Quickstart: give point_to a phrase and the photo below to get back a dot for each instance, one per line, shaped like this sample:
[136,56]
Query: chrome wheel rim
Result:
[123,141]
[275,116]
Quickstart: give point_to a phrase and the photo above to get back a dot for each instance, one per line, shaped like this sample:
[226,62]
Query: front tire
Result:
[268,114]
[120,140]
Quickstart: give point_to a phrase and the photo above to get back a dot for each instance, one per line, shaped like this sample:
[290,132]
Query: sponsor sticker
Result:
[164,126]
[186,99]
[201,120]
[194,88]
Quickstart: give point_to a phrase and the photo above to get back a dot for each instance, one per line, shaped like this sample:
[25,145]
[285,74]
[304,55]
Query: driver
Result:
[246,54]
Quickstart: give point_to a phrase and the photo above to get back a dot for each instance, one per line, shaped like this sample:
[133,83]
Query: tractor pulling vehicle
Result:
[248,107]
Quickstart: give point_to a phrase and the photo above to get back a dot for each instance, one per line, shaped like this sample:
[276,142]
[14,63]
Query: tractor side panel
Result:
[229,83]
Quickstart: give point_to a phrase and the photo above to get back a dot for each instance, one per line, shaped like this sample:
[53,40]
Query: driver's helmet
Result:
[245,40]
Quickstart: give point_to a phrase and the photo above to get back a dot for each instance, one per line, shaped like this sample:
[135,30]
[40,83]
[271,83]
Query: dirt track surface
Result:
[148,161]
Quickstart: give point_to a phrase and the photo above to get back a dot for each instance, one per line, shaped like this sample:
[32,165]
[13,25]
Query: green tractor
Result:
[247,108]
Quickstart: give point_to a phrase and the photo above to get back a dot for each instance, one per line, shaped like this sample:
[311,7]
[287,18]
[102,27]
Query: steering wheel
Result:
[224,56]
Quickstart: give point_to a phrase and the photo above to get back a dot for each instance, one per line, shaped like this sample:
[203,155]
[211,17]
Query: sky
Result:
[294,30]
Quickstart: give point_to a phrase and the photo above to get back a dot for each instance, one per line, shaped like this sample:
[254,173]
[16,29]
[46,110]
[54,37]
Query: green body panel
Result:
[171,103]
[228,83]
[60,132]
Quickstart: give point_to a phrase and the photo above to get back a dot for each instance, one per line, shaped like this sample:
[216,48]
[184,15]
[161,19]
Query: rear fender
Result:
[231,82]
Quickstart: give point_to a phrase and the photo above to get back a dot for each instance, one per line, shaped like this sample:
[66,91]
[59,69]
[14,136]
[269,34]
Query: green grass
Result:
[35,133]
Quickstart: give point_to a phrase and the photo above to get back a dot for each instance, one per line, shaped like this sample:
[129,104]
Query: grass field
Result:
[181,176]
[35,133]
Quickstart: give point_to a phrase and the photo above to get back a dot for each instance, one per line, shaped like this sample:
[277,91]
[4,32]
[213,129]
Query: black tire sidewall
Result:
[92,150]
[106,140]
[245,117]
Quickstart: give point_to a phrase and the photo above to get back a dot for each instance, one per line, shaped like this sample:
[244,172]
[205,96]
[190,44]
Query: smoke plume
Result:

══════

From the listing above, extract all records word for word.

Quickstart: give point_to a phrase and the photo below to get back a dot for each instance, one per line, shaped like this sample:
[136,56]
Query: chrome wheel rim
Result:
[123,141]
[275,116]
Quickstart: give point_to a phrase and the photo above to get back a dot for each instance, one per line, shaped like this sample:
[226,62]
Query: front tire
Result:
[268,114]
[120,140]
Quickstart: give point_to a phrase and the photo above to get back a dot for each instance, one per line, shaped like this sample:
[290,132]
Query: sponsor sticker
Result:
[164,126]
[186,99]
[201,120]
[194,88]
Quickstart: give point_to a phrase and the photo above to get back a dot for each instance, one per line, shaped like this sample:
[25,145]
[285,74]
[304,55]
Query: driver
Result:
[246,54]
Quickstart: give point_to a phrase and the photo above to get back a dot for each instance, one per line, shaped like this sample:
[133,83]
Query: tractor pulling vehicle
Result:
[248,107]
Quickstart: give point_to a phrase and the photo above to get back a dot for each instance, one per line, shaped like this sample:
[276,142]
[14,63]
Query: tractor side panel
Result:
[229,83]
Quickstart: give point_to a phrase and the photo above to get back a dot for each instance, one per line, shaped like this sample:
[53,40]
Query: driver's helmet
Result:
[245,40]
Quickstart: give point_to a phrase and the photo above to get back a dot for each instance, one per line, shaped like this sample:
[135,30]
[40,83]
[271,83]
Query: dirt track surface
Result:
[148,161]
Quickstart: give point_to a phrase and the photo above to get back a dot for each instance, one per line, shaped like this sample:
[32,165]
[13,25]
Query: green tractor
Result:
[247,108]
Quickstart: give point_to a phrase and the photo above to get back a dot for each instance, one per line, shaped like this sample:
[311,7]
[287,18]
[102,27]
Query: steering wheel
Result:
[224,56]
Quickstart: give point_to a phrase and the photo above to get back a dot for each instance, one per line, shaped like this sample:
[203,155]
[211,17]
Query: sky
Result:
[294,30]
Quickstart: give point_to a phrase and the photo above to get back a dot for each instance, one per line, shaped like this sample:
[254,173]
[16,29]
[46,110]
[54,37]
Query: green body panel
Result:
[171,103]
[228,83]
[60,132]
Quickstart: give point_to a phrase and the photo above to get back a dot for each instance, one per line, shaped like this sample:
[216,48]
[184,15]
[161,19]
Query: rear fender
Result:
[231,82]
Quickstart: give point_to a phrase and the photo above to get back a dot for each instance, one per line, shaped like this sample:
[66,91]
[59,69]
[14,136]
[269,34]
Query: green grass
Result:
[35,133]
Quickstart: give point_to a phrase and the photo above to get back a dot for each instance, one per line, shaped like this sample:
[129,104]
Query: grass field
Result:
[181,176]
[35,133]
Quickstart: give point_to a phrase and the photo above to get back a dot for each instance, one per line, shaped like this sample:
[277,91]
[4,32]
[213,129]
Query: black tire sidewall
Result:
[92,150]
[106,140]
[245,117]
Quickstart: give point_to a phrase and the photo above to get back a dot for each instance, one per line, shaped like this sample:
[244,172]
[205,96]
[190,44]
Query: smoke plume
Result:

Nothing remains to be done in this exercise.